◆ PROBLEM TO SOLVE ◆
Return the records below from the line containing "Provide the location of each instance of the brown" onward, exactly, through and including the last line.
##########
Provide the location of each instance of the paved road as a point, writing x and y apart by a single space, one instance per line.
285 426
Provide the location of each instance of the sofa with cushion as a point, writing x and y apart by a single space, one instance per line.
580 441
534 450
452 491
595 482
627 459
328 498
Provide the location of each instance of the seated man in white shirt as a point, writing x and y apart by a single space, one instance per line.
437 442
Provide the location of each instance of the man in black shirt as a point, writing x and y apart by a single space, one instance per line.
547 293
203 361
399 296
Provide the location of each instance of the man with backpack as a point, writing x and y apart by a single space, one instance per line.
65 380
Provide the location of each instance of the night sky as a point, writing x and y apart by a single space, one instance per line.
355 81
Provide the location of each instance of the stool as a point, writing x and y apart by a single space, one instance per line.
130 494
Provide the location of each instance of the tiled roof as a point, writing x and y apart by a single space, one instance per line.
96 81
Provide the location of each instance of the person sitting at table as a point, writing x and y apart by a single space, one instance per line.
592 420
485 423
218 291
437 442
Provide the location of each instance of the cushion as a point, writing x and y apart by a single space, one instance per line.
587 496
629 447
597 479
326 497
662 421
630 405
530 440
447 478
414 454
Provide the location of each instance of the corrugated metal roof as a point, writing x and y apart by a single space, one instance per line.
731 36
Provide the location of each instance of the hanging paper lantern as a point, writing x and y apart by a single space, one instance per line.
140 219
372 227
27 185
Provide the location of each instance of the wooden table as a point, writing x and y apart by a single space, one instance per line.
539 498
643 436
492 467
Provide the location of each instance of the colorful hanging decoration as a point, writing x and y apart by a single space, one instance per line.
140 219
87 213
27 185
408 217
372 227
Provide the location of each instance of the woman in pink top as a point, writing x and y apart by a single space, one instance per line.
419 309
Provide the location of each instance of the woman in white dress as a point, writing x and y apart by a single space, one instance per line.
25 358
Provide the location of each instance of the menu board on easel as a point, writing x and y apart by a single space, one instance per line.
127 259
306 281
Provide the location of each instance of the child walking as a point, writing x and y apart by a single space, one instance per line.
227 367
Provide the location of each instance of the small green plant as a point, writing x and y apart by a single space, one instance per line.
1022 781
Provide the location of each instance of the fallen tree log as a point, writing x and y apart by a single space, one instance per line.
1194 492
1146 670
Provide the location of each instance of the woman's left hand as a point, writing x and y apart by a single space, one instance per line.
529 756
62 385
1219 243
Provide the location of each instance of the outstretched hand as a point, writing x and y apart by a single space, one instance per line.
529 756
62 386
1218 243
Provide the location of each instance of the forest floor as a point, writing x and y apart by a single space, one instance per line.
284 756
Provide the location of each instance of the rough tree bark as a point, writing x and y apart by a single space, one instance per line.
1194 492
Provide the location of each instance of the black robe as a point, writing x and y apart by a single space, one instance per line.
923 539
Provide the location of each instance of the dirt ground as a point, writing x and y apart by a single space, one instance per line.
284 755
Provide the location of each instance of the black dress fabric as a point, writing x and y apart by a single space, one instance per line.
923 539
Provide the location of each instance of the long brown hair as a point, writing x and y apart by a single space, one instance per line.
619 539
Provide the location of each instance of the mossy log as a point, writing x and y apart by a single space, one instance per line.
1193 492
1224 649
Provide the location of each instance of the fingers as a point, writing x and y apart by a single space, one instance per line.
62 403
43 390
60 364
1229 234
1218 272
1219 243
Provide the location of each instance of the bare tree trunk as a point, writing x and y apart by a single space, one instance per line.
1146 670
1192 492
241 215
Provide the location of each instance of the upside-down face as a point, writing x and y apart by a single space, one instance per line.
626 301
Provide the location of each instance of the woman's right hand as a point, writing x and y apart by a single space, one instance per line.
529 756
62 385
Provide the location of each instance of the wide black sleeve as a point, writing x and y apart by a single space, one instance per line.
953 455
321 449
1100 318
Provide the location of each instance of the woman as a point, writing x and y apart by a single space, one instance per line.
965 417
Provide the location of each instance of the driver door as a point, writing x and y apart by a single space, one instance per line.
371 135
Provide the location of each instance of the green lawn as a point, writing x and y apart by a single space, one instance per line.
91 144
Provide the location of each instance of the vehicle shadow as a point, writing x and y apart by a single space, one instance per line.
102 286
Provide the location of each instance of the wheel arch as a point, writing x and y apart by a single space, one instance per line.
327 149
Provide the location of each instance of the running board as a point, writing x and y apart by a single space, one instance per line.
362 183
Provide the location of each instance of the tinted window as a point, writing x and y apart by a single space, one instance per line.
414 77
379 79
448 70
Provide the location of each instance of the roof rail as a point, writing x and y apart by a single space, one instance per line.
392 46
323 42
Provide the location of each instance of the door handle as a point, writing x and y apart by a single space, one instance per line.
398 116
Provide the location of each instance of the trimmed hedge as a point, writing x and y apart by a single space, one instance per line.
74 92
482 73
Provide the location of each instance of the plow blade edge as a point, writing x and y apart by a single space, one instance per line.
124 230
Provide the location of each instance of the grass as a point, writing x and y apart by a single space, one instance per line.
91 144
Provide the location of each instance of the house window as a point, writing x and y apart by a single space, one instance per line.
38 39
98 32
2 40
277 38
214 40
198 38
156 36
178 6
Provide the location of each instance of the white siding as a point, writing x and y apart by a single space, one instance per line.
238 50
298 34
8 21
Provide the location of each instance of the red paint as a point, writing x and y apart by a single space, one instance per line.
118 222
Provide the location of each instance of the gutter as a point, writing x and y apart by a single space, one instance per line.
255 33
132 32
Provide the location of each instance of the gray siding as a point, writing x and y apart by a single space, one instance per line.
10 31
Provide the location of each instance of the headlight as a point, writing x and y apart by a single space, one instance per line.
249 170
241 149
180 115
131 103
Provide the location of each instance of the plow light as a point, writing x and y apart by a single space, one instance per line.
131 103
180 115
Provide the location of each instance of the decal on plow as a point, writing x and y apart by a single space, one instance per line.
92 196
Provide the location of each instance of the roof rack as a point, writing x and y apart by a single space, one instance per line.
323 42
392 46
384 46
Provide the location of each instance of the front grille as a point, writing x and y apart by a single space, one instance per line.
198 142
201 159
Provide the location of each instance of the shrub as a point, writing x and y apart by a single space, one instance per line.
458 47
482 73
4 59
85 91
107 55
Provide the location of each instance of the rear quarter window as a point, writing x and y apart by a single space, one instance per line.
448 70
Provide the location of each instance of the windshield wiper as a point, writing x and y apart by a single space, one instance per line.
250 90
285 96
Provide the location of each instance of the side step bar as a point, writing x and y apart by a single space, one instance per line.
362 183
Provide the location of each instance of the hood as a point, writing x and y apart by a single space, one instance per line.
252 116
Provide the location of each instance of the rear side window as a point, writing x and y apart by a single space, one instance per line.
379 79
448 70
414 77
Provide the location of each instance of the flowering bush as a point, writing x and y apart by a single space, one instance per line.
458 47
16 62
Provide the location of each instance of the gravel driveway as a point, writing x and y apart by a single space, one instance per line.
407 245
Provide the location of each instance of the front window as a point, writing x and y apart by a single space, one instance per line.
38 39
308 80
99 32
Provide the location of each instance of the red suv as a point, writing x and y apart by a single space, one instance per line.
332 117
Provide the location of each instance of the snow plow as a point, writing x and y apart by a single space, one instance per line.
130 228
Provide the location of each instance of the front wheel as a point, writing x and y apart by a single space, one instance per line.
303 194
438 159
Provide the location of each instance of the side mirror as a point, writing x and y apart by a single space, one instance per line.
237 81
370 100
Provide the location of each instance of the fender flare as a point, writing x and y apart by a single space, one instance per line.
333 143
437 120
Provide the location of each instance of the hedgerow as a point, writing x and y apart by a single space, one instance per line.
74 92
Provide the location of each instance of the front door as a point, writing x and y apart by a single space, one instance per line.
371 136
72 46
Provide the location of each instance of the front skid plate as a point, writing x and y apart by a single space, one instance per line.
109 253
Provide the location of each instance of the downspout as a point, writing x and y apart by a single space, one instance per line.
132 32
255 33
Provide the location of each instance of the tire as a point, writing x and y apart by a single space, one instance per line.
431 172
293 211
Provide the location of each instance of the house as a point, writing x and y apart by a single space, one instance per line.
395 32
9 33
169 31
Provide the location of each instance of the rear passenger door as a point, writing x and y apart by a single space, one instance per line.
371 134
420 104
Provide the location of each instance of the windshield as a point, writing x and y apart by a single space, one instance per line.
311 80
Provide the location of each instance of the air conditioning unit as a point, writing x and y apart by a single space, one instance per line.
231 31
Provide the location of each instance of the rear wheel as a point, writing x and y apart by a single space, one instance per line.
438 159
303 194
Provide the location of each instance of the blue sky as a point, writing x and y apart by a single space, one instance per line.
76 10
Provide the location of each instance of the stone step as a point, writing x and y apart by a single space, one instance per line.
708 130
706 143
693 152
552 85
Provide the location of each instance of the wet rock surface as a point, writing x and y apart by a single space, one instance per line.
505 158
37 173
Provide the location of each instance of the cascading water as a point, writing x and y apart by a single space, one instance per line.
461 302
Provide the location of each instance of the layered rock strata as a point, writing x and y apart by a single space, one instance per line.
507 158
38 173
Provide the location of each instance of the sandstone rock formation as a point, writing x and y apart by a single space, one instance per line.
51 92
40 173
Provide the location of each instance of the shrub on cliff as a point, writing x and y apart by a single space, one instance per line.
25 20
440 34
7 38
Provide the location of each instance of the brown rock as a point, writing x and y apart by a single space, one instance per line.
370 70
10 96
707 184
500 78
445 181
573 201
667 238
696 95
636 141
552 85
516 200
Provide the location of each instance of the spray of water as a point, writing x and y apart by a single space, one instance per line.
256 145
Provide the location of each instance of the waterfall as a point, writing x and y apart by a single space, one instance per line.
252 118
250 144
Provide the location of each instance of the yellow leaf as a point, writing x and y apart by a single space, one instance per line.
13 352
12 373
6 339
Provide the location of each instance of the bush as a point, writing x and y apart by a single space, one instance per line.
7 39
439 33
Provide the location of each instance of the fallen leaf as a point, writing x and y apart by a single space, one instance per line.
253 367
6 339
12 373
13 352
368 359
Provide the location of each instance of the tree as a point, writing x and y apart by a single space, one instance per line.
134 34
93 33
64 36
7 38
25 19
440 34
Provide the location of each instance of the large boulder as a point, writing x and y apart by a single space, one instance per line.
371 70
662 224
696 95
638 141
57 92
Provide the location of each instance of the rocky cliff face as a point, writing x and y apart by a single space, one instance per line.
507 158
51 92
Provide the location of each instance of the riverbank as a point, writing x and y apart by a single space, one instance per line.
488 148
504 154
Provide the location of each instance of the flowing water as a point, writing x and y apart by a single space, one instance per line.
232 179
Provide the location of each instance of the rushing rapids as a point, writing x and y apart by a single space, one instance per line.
##########
◆ CORRECT ANSWER ◆
Provide the location of each instance of the brown rock as a point, writing x and y apart by a single space, one instance per line.
370 70
10 96
707 184
500 78
445 181
573 201
667 238
696 95
636 141
552 85
516 200
Provide the location of each instance of the spray of water as a point, writing x and y apart by a single space, one instance per line.
256 145
Provide the location of each instance of the waterfall as a point, writing x and y apart by a single space, one instance per line.
252 118
250 144
Provide the location of each instance of the yellow leaf as a point, writing x and y apart by a single space, one instance per line.
13 352
12 373
6 339
Provide the location of each instance of the bush as a point, writing x and y apart by a single space, one instance per line.
7 39
439 33
Provide the location of each instance of the fallen leaf as a point, writing x and y apart by a single space, one instance per line.
253 367
6 339
12 373
13 352
368 359
Provide the location of each instance of the tree as a point, writing x and y apart by a single space, one instance per line.
134 34
93 33
64 36
7 38
25 19
440 34
Provide the location of each instance of the large boulder as a point, writing x and y apart by a single space, one instance per line.
371 70
662 224
696 95
638 141
57 92
Provide the location of each instance of the rocky cliff face as a point, writing x and y apart by a single space, one instance per line.
507 158
51 92
Provide the location of each instance of the riverbank as a point, writing x and y apart by a single space, one instance per line.
488 148
504 154
Provide the location of each instance of the flowing water as a point, writing x and y apart by a single space, one instance per line.
232 179
Provide the location of each instance of the rushing rapids as a point, writing x and y apart by a single space, one instance per line.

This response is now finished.